- To do
Please filter the records below, keeping only the lines that contain the word "motor". Treat uppercase and lowercase as different.

Entries from an annotation dataset
++++

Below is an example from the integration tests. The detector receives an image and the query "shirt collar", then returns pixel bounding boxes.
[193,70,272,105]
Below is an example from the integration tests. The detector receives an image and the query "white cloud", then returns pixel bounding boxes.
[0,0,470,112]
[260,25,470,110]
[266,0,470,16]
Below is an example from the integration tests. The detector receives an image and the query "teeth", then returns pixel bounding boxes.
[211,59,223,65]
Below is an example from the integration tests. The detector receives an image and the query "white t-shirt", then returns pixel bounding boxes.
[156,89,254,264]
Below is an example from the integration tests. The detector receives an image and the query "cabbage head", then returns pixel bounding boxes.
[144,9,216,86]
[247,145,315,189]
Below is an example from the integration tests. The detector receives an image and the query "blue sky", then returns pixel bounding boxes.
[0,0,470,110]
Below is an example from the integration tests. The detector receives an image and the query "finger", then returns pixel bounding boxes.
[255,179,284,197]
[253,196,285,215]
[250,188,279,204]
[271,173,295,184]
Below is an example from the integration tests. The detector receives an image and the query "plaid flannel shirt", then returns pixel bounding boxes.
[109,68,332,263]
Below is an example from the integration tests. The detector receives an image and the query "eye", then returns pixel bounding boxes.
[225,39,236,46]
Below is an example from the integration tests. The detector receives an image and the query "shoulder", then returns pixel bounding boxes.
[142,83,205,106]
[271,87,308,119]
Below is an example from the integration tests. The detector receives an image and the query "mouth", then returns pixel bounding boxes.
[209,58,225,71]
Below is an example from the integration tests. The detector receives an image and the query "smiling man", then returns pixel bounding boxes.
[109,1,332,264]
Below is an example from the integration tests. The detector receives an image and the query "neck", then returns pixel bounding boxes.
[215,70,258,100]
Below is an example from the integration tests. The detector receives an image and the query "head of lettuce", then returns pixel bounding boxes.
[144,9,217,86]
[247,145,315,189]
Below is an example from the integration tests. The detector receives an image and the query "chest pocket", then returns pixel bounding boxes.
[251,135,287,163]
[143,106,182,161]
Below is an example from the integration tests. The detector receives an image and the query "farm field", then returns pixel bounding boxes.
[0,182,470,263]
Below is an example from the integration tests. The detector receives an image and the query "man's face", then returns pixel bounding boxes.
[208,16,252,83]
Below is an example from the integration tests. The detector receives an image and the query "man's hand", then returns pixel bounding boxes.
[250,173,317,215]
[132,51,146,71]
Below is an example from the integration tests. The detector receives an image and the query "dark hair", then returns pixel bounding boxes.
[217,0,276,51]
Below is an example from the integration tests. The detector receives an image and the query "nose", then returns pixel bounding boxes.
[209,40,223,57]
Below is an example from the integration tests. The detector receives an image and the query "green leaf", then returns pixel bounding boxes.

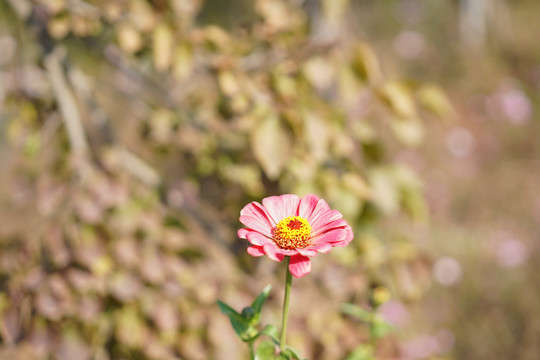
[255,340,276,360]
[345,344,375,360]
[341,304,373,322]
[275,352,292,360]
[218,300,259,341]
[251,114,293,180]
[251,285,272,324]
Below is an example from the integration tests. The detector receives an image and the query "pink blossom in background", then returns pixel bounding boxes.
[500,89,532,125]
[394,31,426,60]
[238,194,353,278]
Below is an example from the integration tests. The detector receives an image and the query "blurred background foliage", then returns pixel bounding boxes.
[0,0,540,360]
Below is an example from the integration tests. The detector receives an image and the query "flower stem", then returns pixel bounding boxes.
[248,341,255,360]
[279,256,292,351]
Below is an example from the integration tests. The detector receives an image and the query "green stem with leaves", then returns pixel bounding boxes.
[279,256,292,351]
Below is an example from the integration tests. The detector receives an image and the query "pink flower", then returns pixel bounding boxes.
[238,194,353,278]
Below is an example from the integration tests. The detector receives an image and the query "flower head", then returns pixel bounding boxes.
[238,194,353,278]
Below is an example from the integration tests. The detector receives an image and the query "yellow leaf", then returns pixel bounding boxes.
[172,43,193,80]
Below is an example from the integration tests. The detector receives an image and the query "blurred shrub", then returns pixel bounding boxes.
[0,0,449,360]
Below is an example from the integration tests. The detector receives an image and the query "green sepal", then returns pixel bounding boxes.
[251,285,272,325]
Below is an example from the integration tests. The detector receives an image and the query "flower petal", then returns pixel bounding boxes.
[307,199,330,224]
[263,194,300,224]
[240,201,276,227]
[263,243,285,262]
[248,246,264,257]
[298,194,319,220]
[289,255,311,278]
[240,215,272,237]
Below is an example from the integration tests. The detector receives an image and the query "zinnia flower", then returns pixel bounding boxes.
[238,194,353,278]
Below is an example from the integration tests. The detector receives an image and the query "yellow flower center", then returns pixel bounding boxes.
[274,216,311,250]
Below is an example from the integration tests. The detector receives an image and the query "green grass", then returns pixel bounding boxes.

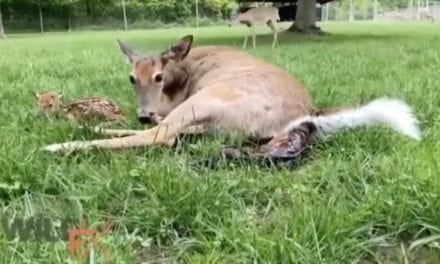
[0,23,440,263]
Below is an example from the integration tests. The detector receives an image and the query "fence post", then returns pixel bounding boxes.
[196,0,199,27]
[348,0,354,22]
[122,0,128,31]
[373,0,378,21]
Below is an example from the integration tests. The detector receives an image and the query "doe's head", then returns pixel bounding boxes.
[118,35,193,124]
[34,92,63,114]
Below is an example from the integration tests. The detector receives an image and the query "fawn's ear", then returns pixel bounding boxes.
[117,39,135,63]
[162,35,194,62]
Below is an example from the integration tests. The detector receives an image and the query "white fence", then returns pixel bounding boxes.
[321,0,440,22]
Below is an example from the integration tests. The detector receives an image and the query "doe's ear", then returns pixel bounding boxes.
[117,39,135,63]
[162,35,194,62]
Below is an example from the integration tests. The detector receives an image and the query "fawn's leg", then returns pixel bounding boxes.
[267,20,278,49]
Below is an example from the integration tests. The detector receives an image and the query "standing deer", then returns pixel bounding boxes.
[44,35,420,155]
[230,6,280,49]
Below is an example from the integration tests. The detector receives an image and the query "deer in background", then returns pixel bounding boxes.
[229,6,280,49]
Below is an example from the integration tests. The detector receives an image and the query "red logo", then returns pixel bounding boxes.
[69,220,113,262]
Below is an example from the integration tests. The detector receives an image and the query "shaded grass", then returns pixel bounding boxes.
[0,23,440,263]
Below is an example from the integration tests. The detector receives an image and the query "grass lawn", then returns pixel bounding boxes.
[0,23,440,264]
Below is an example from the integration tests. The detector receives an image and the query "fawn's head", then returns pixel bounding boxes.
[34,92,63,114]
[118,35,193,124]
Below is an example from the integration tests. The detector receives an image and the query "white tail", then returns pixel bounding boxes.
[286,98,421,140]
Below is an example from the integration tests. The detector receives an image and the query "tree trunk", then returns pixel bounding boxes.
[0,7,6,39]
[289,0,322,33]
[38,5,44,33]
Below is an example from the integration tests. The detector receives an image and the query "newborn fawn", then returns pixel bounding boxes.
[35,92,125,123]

++++

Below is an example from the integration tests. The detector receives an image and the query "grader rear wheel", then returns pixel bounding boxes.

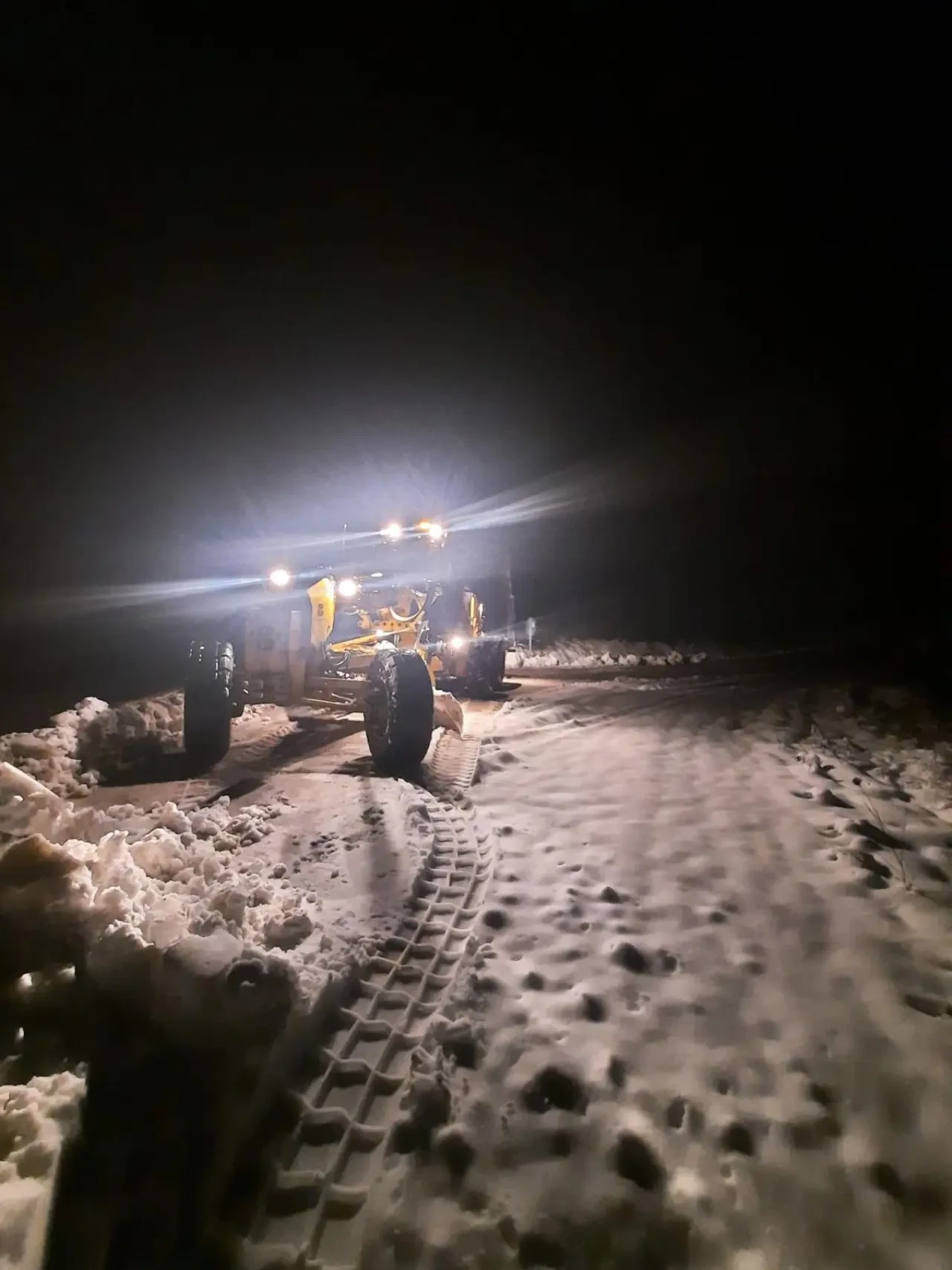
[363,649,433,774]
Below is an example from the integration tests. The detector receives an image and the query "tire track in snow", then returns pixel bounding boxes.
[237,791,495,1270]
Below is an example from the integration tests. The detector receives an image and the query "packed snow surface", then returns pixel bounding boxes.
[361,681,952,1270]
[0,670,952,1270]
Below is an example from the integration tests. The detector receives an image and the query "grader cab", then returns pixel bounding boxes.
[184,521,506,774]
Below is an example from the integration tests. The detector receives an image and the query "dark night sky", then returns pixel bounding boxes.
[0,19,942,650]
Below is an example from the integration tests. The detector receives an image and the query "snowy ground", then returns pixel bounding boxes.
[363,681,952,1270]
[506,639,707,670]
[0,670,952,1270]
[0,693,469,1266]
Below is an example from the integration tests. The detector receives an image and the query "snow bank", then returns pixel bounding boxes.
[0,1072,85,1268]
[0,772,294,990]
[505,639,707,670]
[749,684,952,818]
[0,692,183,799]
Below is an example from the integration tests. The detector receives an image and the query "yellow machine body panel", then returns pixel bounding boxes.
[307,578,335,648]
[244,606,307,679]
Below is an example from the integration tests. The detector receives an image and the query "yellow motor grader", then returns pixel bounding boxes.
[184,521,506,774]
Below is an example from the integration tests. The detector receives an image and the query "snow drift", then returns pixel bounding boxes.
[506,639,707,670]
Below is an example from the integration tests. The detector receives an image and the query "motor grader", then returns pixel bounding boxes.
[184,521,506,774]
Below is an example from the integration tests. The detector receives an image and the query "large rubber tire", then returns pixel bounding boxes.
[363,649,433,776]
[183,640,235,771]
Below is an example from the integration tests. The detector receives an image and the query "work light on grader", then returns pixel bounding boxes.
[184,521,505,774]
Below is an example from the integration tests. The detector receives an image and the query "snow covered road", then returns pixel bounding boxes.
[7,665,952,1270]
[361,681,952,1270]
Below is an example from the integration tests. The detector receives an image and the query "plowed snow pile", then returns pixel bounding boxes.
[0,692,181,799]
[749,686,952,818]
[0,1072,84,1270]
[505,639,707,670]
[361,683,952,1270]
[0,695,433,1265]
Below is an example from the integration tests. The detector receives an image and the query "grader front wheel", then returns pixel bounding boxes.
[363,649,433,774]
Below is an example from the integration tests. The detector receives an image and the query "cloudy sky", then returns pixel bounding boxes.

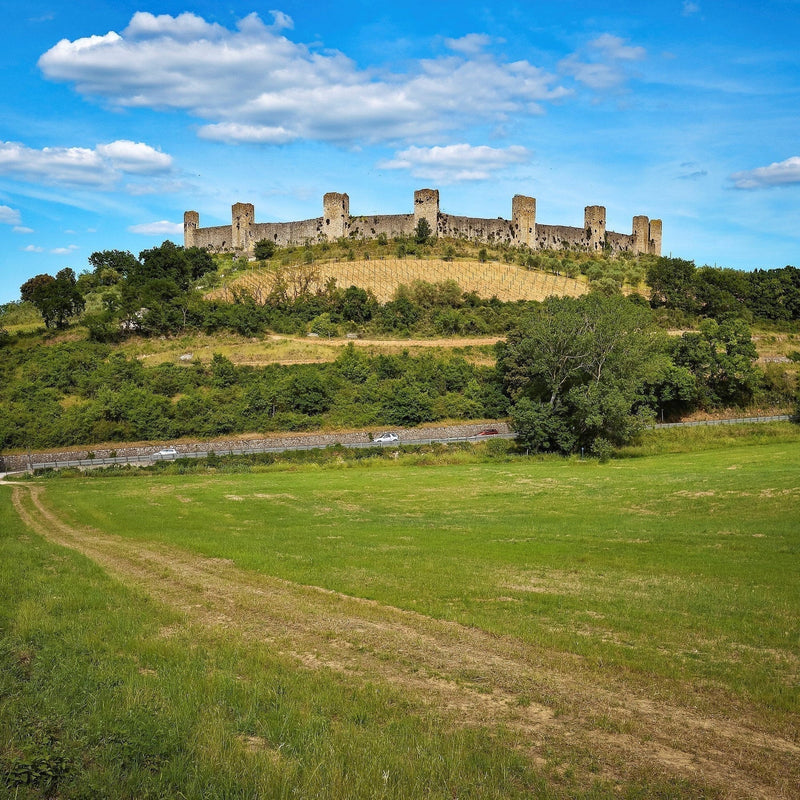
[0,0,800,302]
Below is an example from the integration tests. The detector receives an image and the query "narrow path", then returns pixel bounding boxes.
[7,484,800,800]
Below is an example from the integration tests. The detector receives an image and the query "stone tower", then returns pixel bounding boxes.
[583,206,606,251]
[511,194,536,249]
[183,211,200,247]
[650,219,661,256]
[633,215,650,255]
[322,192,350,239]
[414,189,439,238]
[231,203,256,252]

++++

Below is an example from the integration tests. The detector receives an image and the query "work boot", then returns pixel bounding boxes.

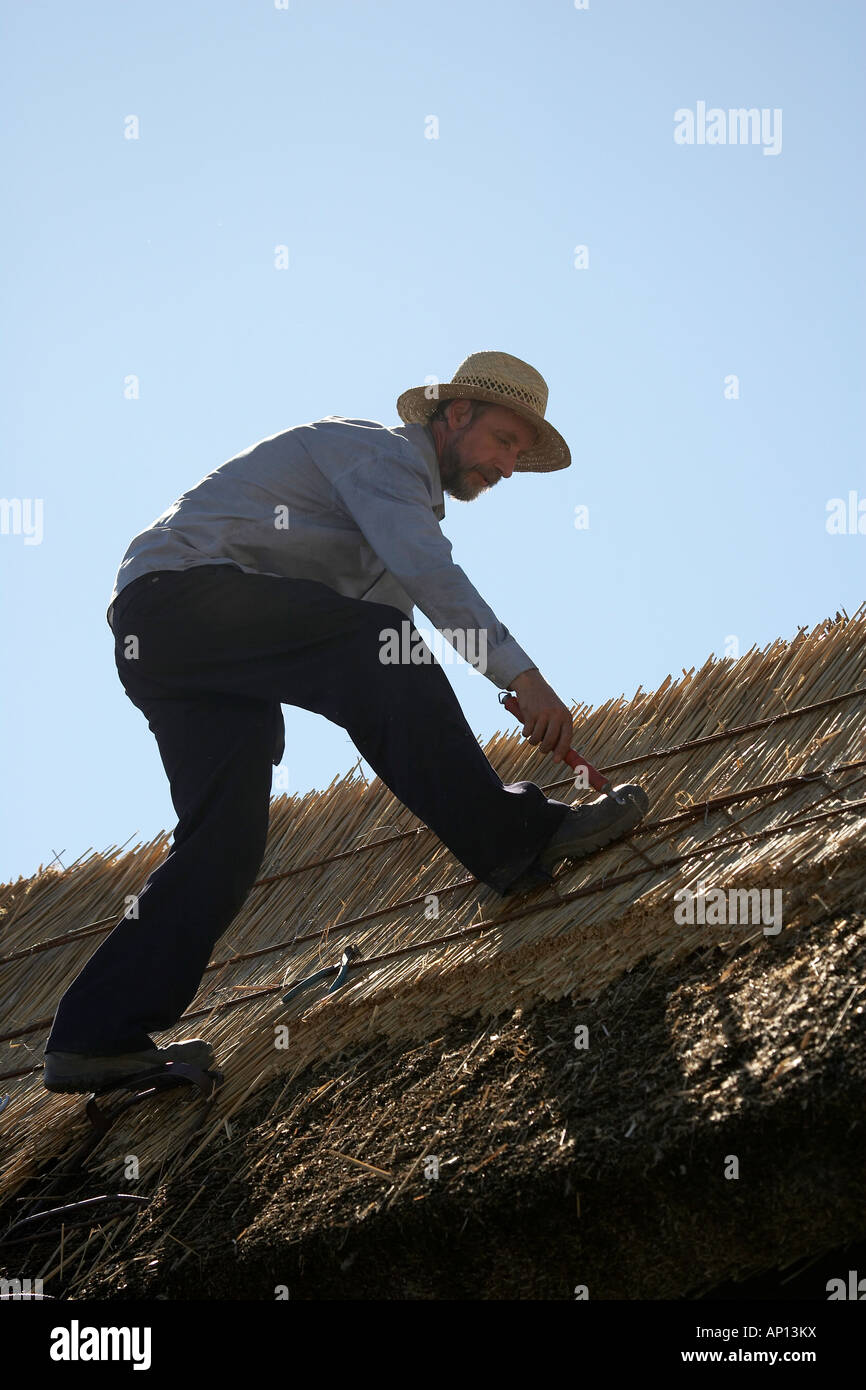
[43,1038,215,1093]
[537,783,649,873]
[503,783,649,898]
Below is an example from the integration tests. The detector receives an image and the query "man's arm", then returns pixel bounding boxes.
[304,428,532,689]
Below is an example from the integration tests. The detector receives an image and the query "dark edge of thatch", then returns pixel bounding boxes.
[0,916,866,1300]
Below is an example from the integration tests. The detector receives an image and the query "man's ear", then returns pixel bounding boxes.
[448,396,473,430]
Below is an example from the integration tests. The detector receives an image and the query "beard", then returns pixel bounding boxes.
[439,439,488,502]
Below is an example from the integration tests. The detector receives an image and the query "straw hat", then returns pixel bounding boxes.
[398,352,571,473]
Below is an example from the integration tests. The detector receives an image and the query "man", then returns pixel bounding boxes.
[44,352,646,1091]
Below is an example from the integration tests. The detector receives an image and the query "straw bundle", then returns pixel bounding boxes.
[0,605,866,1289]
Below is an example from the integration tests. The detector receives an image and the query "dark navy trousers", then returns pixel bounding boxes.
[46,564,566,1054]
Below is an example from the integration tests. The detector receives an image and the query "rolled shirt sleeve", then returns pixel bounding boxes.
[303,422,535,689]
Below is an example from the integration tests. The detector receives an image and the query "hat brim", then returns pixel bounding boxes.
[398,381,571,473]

++++

- Solution to this problem
Below is an example from the integration tests. The detector receives an image and the query "yellow motor grader", then returns pixel bounding boxes.
Below is an example from the integration tests. The detector receives an image and the query "motor grader", then returns pixel bounding boxes.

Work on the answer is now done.